Text excerpt |
+++

[EM] STV+AV
Raph Frank
raphfrk at gmail.com
Sun Feb 5 13:54:28 PST 2012
On Sat, Feb 4, 2012 at 8:07 PM, Bryan Mills <bmills at alumni.cmu.edu> wrote:
> Now, despite a 50/50 natural split, the rural party has a 60% supermajority.
> And, of course, if you draw the district lines differently you can do the
> same thing for the urban party.
This was attempted in Ireland, look up Tullymander.
They created 4 seat districts where the governing parties had a slight
minority (so the split would be 2-2) and 3 seat ones where they had a
slight majority (so the split would be 2-1)
It blew up in their face, and they lost by a landslide (may of the 4
seaters went 3-1 against them).
You are assuming that there is a very narrow band of support for the
parties. It is unlikely to be that stable in practice. Even a 5-10%
swing would be enough to break the assumptions.
In the Tullymander case, a 4 seater with 55% - 45% only needs 5% to
swing to a 3-1 disaster, and similarly in a 3 seater, a 55% - 45% only
needs 5% change to change which part gets the final seat.
> So there's still relatively little hope that a system with such small
> districts would produce a party-proportional legislature. As you point out
> elsewhere, it might still be possible to get an ideologically-proportional
> legislature if you can get the parties themselves to shift ideologies.

+++

Entries supplied |
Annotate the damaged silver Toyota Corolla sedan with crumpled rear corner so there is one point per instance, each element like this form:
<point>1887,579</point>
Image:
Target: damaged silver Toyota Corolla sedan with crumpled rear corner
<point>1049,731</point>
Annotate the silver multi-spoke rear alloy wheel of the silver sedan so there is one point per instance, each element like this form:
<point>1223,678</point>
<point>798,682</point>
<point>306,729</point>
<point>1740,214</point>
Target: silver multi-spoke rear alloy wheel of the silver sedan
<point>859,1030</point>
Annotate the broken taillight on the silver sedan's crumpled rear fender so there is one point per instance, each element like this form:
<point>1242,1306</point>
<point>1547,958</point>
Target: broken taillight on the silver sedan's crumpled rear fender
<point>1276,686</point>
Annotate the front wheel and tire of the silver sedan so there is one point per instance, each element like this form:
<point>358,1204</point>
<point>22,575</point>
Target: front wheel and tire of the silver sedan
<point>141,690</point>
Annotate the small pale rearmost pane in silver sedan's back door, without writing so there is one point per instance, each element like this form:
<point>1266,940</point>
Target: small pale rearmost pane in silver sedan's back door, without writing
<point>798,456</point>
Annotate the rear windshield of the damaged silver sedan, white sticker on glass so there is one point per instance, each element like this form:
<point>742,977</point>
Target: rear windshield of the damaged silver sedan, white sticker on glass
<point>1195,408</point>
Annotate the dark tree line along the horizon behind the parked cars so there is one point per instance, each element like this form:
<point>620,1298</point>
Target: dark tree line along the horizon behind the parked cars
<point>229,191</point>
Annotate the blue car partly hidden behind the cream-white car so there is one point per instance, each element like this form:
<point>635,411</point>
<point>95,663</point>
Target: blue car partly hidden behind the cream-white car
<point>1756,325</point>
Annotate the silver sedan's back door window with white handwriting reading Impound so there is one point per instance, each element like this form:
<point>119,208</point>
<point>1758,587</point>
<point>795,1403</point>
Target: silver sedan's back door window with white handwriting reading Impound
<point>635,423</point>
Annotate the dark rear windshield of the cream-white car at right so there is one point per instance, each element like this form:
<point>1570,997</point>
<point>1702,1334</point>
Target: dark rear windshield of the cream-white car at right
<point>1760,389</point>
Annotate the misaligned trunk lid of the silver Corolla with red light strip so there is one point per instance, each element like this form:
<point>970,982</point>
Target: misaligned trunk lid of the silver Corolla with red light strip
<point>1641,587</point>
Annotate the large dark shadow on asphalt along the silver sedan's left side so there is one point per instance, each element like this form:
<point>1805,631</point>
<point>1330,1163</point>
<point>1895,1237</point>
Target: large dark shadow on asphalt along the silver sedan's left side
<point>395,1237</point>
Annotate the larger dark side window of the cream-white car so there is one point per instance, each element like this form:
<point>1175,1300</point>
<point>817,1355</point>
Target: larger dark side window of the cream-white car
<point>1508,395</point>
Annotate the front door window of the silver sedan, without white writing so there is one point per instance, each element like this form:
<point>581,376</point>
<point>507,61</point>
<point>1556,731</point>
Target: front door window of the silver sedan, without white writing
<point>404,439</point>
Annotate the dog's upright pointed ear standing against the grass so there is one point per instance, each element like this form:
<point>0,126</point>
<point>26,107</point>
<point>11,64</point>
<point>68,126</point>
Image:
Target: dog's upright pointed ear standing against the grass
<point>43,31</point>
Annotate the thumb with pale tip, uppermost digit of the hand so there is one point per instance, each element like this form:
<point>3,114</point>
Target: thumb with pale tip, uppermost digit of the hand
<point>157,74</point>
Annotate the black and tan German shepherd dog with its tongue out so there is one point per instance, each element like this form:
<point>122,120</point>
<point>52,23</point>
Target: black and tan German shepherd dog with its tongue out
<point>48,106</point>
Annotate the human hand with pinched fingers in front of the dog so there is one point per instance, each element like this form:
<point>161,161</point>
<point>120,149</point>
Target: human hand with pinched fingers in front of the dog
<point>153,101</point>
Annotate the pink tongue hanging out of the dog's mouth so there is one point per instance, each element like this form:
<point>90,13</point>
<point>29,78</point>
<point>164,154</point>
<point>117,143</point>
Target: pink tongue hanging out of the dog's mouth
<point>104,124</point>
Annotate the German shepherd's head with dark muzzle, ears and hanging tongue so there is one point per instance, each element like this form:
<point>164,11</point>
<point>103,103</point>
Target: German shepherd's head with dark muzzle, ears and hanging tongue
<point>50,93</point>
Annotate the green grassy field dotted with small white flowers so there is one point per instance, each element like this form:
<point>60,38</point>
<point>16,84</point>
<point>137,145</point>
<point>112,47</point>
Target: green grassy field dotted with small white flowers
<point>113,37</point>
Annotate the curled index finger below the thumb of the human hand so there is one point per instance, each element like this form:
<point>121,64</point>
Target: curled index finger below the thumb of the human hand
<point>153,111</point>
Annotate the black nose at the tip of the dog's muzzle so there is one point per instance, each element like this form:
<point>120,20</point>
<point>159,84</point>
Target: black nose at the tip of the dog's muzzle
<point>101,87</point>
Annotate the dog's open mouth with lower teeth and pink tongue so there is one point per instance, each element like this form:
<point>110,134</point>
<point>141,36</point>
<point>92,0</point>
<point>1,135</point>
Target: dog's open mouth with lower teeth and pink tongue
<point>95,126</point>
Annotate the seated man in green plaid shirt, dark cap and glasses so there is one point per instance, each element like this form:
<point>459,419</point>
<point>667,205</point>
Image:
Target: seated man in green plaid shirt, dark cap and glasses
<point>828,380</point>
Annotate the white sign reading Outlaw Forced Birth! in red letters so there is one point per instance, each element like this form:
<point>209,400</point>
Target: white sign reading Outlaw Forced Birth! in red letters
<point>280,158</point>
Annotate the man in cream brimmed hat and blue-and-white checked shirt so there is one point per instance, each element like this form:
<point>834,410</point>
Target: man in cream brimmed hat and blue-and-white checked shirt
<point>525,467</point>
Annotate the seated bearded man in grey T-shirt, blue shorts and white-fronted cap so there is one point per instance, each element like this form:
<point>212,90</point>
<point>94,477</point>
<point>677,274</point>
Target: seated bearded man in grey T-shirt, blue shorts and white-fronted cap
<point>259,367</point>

+++

Your tasks |
1 – List each distinct seat split written in the form "number-number" that appears in the Tullymander post.
2 – From the Tullymander post, write out the stretch from "It blew up in" through "to shift ideologies.".

Answers for this exercise |
1 –
2-2
2-1
3-1

2 –
It blew up in their face, and they lost by a landslide (may of the 4
seaters went 3-1 against them).
You are assuming that there is a very narrow band of support for the
parties. It is unlikely to be that stable in practice. Even a 5-10%
swing would be enough to break the assumptions.
In the Tullymander case, a 4 seater with 55% - 45% only needs 5% to
swing to a 3-1 disaster, and similarly in a 3 seater, a 55% - 45% only
needs 5% change to change which part gets the final seat.
> So there's still relatively little hope that a system with such small
> districts would produce a party-proportional legislature. As you point out
> elsewhere, it might still be possible to get an ideologically-proportional
> legislature if you can get the parties themselves to shift ideologies.